EXERCISE –
Reproduce exactly, from the line containing "rear door and record the pixel coordinates.", every line down to the end of the data below.

=== Begin Enclosure ===

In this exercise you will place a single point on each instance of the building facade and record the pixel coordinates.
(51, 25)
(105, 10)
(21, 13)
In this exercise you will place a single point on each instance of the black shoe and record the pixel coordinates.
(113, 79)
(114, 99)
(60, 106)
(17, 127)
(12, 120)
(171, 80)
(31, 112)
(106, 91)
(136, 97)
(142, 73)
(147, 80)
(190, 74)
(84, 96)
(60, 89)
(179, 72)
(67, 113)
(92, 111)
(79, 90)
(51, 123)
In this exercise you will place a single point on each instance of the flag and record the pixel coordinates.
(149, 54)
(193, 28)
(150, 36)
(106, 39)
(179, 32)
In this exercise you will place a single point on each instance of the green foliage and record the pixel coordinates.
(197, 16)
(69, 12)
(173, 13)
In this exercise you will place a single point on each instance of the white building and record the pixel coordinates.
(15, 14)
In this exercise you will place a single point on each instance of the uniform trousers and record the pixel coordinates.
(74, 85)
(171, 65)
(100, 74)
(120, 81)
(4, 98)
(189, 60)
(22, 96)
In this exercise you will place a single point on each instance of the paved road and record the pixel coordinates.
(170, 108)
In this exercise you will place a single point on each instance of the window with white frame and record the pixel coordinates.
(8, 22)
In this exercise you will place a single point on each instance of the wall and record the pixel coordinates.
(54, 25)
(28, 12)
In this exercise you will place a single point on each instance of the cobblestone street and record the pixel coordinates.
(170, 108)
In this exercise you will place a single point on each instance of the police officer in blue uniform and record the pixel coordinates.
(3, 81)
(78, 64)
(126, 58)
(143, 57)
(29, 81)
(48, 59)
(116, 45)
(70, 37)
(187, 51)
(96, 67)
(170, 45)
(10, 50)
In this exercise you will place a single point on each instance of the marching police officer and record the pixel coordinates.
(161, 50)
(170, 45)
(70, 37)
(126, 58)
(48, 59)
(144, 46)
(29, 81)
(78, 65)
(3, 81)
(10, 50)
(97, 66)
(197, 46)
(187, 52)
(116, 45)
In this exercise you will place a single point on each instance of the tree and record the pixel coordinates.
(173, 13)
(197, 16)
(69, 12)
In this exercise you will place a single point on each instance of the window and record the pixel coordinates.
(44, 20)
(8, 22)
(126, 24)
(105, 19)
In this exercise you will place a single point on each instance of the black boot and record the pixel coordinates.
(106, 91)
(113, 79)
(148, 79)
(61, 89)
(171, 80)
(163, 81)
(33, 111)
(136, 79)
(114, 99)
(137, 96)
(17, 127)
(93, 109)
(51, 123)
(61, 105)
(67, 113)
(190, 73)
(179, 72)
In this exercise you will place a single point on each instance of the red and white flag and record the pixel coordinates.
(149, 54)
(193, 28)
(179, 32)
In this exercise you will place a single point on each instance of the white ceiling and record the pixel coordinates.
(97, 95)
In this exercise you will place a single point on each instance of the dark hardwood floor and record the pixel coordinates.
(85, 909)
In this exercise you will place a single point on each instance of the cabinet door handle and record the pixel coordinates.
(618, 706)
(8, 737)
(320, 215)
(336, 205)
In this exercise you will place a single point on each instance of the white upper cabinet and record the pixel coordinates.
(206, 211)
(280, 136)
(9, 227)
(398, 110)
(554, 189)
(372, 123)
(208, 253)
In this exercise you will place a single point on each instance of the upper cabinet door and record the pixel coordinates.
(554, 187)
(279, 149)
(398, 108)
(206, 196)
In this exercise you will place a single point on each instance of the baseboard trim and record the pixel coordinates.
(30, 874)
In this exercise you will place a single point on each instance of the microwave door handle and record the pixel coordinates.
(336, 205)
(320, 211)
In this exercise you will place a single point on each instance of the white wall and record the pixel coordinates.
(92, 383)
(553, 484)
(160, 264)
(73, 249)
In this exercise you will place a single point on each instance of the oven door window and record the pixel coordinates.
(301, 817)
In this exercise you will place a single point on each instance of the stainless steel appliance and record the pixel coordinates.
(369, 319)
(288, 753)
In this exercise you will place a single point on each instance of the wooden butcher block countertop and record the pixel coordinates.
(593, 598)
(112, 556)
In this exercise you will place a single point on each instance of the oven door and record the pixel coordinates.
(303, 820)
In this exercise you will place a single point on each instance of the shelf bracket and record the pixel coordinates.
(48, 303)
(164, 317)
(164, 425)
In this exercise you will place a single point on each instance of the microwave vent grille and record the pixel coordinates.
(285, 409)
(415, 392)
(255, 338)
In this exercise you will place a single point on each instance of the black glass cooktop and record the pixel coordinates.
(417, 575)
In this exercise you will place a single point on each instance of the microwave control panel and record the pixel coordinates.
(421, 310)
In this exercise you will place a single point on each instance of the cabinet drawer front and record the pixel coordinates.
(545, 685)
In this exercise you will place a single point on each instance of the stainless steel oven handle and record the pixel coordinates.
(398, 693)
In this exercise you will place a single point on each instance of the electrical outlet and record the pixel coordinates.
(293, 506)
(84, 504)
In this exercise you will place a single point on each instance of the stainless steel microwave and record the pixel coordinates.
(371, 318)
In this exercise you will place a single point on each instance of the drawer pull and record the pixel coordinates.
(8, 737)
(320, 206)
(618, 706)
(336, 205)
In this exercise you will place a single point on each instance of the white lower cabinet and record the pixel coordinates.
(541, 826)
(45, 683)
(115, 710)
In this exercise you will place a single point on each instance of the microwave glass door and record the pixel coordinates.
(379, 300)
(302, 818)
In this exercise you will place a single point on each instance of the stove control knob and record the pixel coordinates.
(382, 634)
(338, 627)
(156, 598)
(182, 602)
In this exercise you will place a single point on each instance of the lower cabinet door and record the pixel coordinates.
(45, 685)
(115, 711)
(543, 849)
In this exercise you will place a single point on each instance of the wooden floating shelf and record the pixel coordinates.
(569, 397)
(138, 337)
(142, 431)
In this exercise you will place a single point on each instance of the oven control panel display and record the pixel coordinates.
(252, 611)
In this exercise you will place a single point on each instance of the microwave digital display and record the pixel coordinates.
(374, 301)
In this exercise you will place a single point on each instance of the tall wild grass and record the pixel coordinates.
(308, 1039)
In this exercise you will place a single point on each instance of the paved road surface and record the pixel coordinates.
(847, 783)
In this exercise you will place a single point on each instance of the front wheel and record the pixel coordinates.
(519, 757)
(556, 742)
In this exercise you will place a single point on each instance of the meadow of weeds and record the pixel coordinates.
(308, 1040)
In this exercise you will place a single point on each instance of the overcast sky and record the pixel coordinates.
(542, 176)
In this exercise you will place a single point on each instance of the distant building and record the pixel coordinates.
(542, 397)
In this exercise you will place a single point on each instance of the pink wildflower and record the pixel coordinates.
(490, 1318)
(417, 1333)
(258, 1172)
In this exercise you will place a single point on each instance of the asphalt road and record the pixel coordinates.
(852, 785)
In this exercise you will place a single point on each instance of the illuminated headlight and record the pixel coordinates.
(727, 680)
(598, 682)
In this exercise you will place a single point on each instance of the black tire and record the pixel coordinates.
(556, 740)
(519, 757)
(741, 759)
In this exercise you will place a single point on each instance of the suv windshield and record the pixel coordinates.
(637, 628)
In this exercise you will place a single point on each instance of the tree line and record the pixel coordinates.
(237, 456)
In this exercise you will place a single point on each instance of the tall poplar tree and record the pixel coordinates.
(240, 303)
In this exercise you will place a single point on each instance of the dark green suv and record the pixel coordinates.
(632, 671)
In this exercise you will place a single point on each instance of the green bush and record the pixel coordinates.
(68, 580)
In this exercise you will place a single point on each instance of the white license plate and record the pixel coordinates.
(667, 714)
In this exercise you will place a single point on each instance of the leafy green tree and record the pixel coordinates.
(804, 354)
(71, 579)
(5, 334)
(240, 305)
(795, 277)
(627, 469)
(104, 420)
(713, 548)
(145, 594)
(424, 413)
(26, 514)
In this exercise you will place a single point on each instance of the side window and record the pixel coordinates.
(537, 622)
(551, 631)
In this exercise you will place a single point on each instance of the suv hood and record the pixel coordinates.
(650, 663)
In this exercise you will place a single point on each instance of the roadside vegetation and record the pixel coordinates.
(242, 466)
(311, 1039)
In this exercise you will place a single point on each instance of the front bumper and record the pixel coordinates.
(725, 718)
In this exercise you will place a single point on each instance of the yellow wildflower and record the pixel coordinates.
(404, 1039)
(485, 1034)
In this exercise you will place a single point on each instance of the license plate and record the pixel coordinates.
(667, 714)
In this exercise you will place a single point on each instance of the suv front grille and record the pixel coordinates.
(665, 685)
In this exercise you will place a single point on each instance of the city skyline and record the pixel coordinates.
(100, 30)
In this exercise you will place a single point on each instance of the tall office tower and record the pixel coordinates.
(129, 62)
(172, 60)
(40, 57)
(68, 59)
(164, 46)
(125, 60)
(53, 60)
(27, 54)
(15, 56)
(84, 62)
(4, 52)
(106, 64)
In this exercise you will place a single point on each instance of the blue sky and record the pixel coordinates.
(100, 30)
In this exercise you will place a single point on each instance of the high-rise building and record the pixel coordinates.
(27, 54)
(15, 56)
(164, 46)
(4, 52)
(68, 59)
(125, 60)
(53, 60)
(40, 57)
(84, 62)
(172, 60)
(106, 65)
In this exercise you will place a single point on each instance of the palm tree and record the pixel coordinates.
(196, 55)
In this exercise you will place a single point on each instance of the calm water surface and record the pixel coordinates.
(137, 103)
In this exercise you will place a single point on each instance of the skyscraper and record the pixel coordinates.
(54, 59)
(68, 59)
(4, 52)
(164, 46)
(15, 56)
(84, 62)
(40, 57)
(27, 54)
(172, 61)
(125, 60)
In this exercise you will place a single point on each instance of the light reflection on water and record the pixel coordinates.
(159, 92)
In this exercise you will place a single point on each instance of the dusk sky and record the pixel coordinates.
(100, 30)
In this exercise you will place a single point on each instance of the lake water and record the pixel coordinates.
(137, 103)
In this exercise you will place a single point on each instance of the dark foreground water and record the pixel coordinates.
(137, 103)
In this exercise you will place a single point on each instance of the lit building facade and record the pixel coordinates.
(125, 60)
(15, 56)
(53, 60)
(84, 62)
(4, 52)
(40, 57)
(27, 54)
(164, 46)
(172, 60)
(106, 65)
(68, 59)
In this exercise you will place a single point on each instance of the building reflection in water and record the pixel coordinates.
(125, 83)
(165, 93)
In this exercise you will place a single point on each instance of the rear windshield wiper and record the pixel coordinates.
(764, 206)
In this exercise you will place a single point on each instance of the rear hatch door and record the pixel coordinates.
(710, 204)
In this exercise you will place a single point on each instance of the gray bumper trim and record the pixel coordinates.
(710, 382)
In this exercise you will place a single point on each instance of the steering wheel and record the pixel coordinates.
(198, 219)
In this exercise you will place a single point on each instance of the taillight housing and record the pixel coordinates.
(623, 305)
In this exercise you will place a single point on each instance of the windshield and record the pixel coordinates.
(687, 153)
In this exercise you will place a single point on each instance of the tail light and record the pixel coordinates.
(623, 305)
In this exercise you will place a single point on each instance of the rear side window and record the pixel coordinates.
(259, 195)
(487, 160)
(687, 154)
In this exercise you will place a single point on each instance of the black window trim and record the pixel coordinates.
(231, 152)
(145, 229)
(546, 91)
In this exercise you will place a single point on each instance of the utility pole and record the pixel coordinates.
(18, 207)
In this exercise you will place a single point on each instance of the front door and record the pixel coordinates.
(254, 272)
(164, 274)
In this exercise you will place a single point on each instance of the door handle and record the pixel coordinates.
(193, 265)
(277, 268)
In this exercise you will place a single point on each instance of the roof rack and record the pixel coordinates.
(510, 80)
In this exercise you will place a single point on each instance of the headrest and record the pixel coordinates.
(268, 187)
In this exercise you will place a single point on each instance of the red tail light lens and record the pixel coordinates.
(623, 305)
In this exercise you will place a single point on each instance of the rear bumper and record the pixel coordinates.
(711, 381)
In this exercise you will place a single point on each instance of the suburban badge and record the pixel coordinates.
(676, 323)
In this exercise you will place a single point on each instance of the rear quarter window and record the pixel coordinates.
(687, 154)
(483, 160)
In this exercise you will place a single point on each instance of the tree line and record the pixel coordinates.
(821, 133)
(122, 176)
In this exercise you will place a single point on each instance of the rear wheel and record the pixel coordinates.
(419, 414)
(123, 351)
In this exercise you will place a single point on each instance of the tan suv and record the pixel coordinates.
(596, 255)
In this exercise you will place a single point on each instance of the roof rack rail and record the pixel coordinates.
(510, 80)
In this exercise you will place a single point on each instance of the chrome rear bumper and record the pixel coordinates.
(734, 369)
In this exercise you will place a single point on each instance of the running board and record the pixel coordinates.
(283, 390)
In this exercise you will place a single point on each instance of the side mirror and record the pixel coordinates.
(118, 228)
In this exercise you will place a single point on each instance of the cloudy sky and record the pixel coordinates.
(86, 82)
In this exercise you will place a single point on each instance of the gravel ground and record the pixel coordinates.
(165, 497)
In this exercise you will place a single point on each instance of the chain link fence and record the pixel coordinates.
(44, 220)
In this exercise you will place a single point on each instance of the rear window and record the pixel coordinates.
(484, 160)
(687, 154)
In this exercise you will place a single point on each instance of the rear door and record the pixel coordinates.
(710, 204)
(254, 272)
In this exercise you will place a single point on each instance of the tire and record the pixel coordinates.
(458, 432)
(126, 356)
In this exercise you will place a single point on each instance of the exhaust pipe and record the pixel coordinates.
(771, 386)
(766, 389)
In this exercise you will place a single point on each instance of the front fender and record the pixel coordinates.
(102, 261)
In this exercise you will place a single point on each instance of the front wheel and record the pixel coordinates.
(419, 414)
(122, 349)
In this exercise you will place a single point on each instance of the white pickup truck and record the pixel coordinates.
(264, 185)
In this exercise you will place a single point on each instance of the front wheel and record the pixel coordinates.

=== End Enclosure ===

OUTPUT OF THE TASK –
In this exercise you will place a single point on each instance of the rear door and record the pixel coordinates.
(710, 204)
(254, 272)
In this exercise you will place a single point on each instance of the tire and record the pixel coordinates.
(458, 432)
(126, 356)
In this exercise you will place a single point on each instance of the exhaust pipe and record the pixel coordinates.
(771, 386)
(766, 389)
In this exercise you will place a single point on each instance of the front fender and record the pixel coordinates.
(102, 261)
In this exercise you will place a single point on each instance of the front wheel and record the pixel coordinates.
(419, 414)
(122, 349)
In this exercise you will place a single point on each instance of the white pickup truck and record the pixel coordinates.
(264, 185)
In this exercise you will place a single point on each instance of the front wheel and record the pixel coordinates.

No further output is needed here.